Write out each record a second time, exactly.

## TASK INPUT
• • • • •

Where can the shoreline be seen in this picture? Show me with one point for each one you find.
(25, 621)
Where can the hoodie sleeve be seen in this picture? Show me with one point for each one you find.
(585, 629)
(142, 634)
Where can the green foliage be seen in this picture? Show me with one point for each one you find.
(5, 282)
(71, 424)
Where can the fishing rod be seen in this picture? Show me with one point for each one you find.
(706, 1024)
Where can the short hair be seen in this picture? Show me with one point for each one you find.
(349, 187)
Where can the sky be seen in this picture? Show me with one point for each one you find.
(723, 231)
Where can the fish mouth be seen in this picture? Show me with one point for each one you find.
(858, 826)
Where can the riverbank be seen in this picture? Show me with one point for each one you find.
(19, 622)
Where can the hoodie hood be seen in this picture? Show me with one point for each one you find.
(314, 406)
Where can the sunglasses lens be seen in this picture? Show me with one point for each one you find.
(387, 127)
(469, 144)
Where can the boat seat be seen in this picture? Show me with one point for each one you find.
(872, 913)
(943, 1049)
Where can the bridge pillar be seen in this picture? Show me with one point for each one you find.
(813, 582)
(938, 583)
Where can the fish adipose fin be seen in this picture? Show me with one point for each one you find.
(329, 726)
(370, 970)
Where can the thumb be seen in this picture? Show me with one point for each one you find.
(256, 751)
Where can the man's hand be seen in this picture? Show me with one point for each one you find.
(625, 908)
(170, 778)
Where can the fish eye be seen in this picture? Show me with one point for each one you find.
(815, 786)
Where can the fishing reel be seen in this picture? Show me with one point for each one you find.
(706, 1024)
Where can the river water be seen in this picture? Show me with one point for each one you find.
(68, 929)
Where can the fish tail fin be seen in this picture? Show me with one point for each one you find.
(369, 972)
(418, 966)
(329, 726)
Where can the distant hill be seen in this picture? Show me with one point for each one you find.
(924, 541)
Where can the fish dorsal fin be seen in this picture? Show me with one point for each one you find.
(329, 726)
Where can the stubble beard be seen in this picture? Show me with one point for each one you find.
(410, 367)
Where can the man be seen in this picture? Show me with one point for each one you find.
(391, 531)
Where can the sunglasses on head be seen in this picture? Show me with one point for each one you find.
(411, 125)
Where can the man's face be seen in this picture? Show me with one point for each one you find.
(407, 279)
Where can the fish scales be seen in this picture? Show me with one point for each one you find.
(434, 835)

• • • • •

## EXERCISE RESPONSE
Where can the shoreline be seen in this picture? Show me with one point for each one you find.
(25, 621)
Where can the hoodie sleeve be seen in this picture? Show me with one point for each one you find.
(585, 629)
(142, 634)
Where can the green foliage be seen in this picture? Show me with one point for each one you find.
(5, 282)
(71, 424)
Where can the fishing rod be seen in this picture? Show me with one point for each one you find.
(706, 1024)
Where can the short hair be seen in this picture? Show me with one point for each one you find.
(349, 187)
Where can the sky be seen in this picture? Show me with one point for each one you find.
(723, 231)
Where can the fish mouth be seen in this picture? Show me with one point for each one you find.
(858, 826)
Where can the riverbank be seen in this picture? Show me with one point for each one you find.
(19, 622)
Where can the hoodie hood be seen in this picture? Show me with one point for each one you find.
(314, 406)
Where can the sunglasses lens be seen in this picture? Show me with one point for each one you find.
(387, 127)
(469, 144)
Where can the boat seat be seen in this picture? Show me with one point for each one you find.
(872, 913)
(943, 1049)
Where can the bridge pillar be seen in this picture? Show me with one point for each one you find.
(813, 582)
(938, 583)
Where can the fish adipose fin be seen in this picture? Show me with one point for each one you find.
(329, 726)
(370, 970)
Where can the thumb be seen in this picture? Show me with one point for each one you find.
(256, 751)
Where can the man's hand be seen in this picture? Show me with one point for each one you find.
(625, 908)
(170, 778)
Where can the fish eye be seen in this picture? Show me with one point for each one you find.
(815, 786)
Where can the fishing reel be seen in this picture? Show me with one point for each one you find.
(706, 1024)
Where can the river water be seen in this picture? Show me with one point for each one you find.
(68, 929)
Where can the fish tail fin be seen in this picture? Show me with one point for each one you find.
(369, 972)
(418, 966)
(329, 726)
Where can the distant hill be seen in this picture? Show me with one point for each one you find.
(924, 541)
Where can the fish dorsal fin be seen in this picture? Show me with one point for each one you find.
(329, 726)
Where can the stubble beard be seen in this picture? Show me with one point for each one you find.
(410, 367)
Where can the man be seen in this picture? Show me with one point for each one you find.
(391, 531)
Where can the sunglasses on head be seen in this picture? Show me with one point for each one you find.
(411, 125)
Where can the man's face be seen in this picture? Show me with one point for each one you find.
(407, 279)
Where can the fish scales be seen in this picture? Show me with one point for each one you find.
(434, 835)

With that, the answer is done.